Material shown: Begin
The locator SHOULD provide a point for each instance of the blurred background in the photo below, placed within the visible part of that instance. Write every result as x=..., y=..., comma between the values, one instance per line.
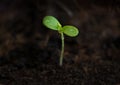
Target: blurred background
x=98, y=22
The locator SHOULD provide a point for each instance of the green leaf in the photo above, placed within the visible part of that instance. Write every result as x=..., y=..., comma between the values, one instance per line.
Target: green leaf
x=70, y=30
x=51, y=22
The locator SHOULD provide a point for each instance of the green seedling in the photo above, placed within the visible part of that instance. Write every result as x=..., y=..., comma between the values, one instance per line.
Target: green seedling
x=52, y=23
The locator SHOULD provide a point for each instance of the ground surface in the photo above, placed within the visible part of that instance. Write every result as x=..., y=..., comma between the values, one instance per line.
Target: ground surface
x=29, y=52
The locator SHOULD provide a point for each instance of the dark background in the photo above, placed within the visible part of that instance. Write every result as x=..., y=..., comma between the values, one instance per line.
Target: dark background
x=29, y=52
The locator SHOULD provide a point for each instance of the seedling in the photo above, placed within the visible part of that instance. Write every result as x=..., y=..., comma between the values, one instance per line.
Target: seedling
x=52, y=23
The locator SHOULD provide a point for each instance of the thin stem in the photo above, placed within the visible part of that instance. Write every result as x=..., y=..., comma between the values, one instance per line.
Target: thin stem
x=62, y=49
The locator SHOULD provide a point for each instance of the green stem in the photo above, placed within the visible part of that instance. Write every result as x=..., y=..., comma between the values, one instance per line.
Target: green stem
x=62, y=49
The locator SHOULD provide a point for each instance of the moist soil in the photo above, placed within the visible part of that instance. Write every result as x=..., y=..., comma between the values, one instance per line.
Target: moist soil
x=29, y=52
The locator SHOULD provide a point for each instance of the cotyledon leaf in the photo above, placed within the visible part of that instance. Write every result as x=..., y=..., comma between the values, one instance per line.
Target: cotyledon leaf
x=70, y=30
x=51, y=22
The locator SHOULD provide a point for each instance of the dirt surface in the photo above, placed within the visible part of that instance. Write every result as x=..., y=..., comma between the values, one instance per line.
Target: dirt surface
x=29, y=52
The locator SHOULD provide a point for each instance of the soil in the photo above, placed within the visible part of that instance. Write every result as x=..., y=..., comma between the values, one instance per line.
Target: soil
x=29, y=52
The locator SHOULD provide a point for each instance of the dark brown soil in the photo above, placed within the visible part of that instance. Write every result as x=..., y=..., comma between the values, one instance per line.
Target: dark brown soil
x=29, y=52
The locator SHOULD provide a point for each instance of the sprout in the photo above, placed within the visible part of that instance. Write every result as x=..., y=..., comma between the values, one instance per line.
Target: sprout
x=52, y=23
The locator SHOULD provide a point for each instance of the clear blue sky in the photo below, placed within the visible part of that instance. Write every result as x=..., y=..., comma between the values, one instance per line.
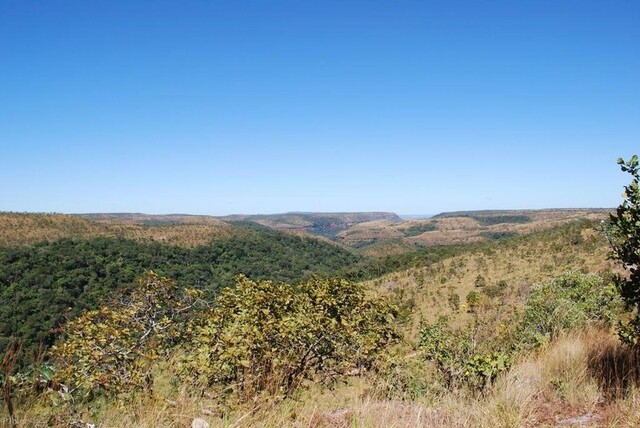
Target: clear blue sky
x=218, y=107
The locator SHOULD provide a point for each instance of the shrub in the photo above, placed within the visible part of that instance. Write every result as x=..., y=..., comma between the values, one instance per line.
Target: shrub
x=569, y=301
x=623, y=232
x=111, y=348
x=457, y=361
x=263, y=337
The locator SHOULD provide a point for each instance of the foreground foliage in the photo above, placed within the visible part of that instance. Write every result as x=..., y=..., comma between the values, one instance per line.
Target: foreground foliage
x=44, y=284
x=623, y=231
x=113, y=348
x=265, y=337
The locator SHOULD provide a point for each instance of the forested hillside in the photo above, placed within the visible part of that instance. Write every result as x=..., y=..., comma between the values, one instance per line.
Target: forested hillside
x=43, y=284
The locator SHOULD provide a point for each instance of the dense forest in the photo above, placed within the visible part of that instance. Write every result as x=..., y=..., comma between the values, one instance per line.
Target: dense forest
x=43, y=284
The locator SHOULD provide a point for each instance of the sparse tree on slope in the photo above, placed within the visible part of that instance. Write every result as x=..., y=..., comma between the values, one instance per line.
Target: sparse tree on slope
x=623, y=232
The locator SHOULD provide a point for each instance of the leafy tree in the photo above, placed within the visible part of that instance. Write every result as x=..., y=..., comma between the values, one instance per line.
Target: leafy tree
x=265, y=337
x=112, y=348
x=623, y=232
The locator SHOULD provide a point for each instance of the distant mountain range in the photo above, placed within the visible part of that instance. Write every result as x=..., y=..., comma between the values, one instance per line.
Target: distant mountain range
x=371, y=233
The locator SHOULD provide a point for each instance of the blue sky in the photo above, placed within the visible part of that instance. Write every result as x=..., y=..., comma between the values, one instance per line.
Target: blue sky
x=219, y=107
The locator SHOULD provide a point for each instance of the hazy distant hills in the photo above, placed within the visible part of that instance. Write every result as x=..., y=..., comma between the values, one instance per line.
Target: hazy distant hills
x=371, y=233
x=327, y=225
x=382, y=237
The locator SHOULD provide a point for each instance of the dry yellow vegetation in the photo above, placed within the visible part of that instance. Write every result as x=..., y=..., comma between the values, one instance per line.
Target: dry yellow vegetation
x=20, y=229
x=461, y=228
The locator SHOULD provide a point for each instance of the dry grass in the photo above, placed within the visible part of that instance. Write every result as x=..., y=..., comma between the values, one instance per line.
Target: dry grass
x=567, y=384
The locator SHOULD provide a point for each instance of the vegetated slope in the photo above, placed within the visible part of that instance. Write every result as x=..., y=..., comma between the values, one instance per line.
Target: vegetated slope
x=327, y=225
x=437, y=281
x=555, y=385
x=42, y=284
x=23, y=228
x=456, y=228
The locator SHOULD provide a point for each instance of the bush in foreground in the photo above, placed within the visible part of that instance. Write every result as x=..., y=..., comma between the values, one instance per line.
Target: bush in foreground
x=263, y=337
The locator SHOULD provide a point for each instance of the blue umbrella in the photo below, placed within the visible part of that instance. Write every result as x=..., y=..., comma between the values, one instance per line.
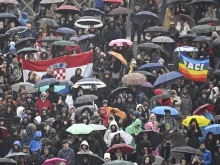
Material shown: End
- Task to complete
Above are the records; reproduce them exactly and leave out the pictures.

- Exercise solution
The locator SHOULD provide a point for each instance of the blurred background in the photo below, placed within the visible part of that instance. Write every result as x=..., y=..., comma between the values, one instance per line.
Target: blurred background
x=98, y=22
The locator SHOULD provide a point for each instance of the green leaf in the photo above, placed within the visible part of that instance. Write every result as x=..., y=..., comma between the values, one instance per line.
Target: green leaf
x=70, y=30
x=51, y=22
The locator SHOULD provide a point for each instance of the green seedling in the photo above, placed within the visible part of that instance. Write every result as x=..., y=..., comma between the values, one instance per line.
Target: green seedling
x=52, y=23
The locator SHOULD provide a point for each instance of the ground surface in the photo above, placed within the visible part of that instance. Write every result as x=..., y=..., comma between the values, one instance per line.
Target: ground surface
x=29, y=52
The locator SHOULD provide a point for each instance of the dark background in the photo above, placed within the visible part of that instance. Write every result as x=..., y=..., comma between the values, one instance per line.
Target: dark background
x=29, y=52
The locator SHOULD provide a point for each instance of the seedling in the photo above, placed within the visible part of that instance. Write every result as x=..., y=..., comma between the values, one instance per line.
Target: seedling
x=52, y=23
The locator SHOULD provide a point for each instance of the thin stem in the photo above, placed within the visible part of that instance. Write every result as x=..., y=..., comma between the values, one instance per line.
Target: thin stem
x=62, y=49
The locator SHOULD provide a point for each instance of the green stem in the photo above, placed within the visible part of that instance. Write every result as x=..., y=..., comma between the values, one instance per line.
Target: green stem
x=62, y=49
The locator SHOULD provide a point for each instance of the moist soil in the photo above, placed within the visible part of that instance. Write every result as x=..., y=..., comma between the values, one instance per line.
Target: moist soil
x=29, y=52
The locator SHOULD provide a point for each instance of the cotyledon leaf in the photo above, placed within the visible part of that instance. Write every result as x=..., y=..., comma between the values, one instance per line.
Target: cotyledon leaf
x=70, y=30
x=51, y=22
The locator SHOULD provide a point for each instance of the dirt surface in the photo above, placed within the visible part of that instance. Write every result as x=..., y=..., comma between the values, one instance per line.
Target: dirt surface
x=29, y=52
The locator SHOULD provide a point for each instance of the soil in the photo above, placed within the visible part of that instance. Write every result as x=..., y=..., comma between the values, one instance per line.
Target: soil
x=29, y=52
The locator SHOULD provide a point for each instance of the dark brown soil in the photo above, placed within the visible part of that instance. Write every result as x=..., y=..., comma between the values, one instance per line.
Target: dark brown soil
x=29, y=52
The locator SHOULD provide a point for each instance of the sprout in the photo above, placed within the visible part of that instance. Write every result as x=..., y=..., comma between the values, one instance per line.
Target: sprout
x=52, y=23
The locator SHOULD provide a point for each instance of the clear blue sky in the photo below, placed within the visible part of that instance. Write every result as x=..., y=..., comma between the values, one instance per line.
Target: clear blue sky
x=218, y=107
The locator SHOULD provide a point for each instance of the shrub in the photo above, placed within the visible part of that instance. Write every result as x=..., y=..., comma between the values, one instance per line.
Target: shrub
x=569, y=301
x=623, y=232
x=111, y=348
x=457, y=361
x=263, y=337
The locator SHOULD provide a point for each instance of the foreground foliage in the photo above, placed within the visible part of that instance. Write every result as x=..., y=..., comma between the values, one instance per line.
Target: foreground foliage
x=44, y=284
x=623, y=231
x=113, y=348
x=265, y=337
The locator SHOULD provide a point for each instance of the forested hillside in the photo above, placed within the visible part of that instance. Write every result as x=..., y=..., comma between the values, one instance per line.
Target: forested hillside
x=43, y=284
The locator SHOULD provide a point for each instance of the dense forest in the photo above, placed within the visible part of that instance. Write every result as x=..., y=..., comma between the values, one instance per line.
Target: dense forest
x=43, y=284
The locator SHOULD provide a point for each instance of the sparse tree on slope in the photo above, placed within the visible part of that instance. Write every result as x=..., y=..., comma between the values, one instance per line.
Target: sparse tree on slope
x=623, y=232
The locator SHOULD provide a point for each instance of the leafy tree in the photo above, placed within the visible part of that instance. Write every result as x=..., y=..., comma between the values, one instance per line.
Target: leafy tree
x=265, y=337
x=112, y=348
x=623, y=232
The locator SHOULD provide a point for each instance of the distant mountain range in the photo above, placed within the visible part of that instance. Write every result as x=..., y=..., comma between the values, one instance per line.
Target: distant mountain range
x=371, y=233
The locator SHOULD provide a point for each instance of the blue sky in the photo above, placed within the visible part of that instance. Write every result as x=..., y=..., comma between the values, one instance per line.
Target: blue sky
x=219, y=107
The locator SHOULD provide a point for each instance of the hazy distant hills in the photo above, placed within the visible part of that instance. Write every result as x=..., y=..., comma between the values, one instance per line.
Target: hazy distant hills
x=371, y=233
x=327, y=225
x=382, y=237
The locator SHOULD provide a point for each instance of the dry yellow vegetation in the photo above, placed within the visible part of that instance. Write every result as x=..., y=..., comma between the values, one instance per line.
Target: dry yellow vegetation
x=20, y=229
x=461, y=228
The locator SHOULD provide a point for each instance of the dry grass in the photo above, placed within the visible part of that instance. Write every result as x=..., y=..., comma between the values, one instance per line.
Target: dry grass
x=567, y=384
The locator SHOULD provide a point for each instance of the vegetated slope in the photo above, placed within the visible part of that instance. Write every result as x=..., y=..., comma between the values, one instance per line.
Target: vegetated slope
x=327, y=225
x=437, y=281
x=555, y=385
x=42, y=284
x=23, y=228
x=456, y=228
The locator SHOULD provide a point for each instance of the bush in foreground in the photo above, placed within the visible part of that instance. Write every result as x=..., y=..., comma between the values, one instance per line.
Target: bush in foreground
x=263, y=337
The locator SHOULD provide a point for each instance of the blue umbrella in the photo below, placed within the visible part of that instance. Write every result as x=..., y=..., comma between the values, one instance per line.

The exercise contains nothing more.